Prompt:
Report each line of the listing that carries the word "clicks".

Source records:
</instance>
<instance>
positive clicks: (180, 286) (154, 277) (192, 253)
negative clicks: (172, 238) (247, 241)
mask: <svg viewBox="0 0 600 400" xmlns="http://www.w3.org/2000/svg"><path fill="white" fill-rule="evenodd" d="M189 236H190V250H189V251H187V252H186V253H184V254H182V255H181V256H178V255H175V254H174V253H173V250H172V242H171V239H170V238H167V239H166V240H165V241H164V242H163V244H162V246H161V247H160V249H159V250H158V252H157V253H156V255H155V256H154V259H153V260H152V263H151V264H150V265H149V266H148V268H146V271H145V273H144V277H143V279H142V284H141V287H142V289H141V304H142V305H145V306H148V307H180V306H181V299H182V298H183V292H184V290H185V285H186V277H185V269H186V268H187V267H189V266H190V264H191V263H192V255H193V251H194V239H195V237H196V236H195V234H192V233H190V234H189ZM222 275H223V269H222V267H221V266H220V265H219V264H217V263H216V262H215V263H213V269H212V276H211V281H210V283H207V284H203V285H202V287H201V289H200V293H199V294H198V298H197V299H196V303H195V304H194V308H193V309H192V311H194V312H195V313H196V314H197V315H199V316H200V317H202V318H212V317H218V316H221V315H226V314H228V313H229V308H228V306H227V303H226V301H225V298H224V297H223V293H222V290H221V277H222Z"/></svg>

Final answer:
positive clicks: (180, 286) (154, 277) (192, 253)
negative clicks: (172, 238) (247, 241)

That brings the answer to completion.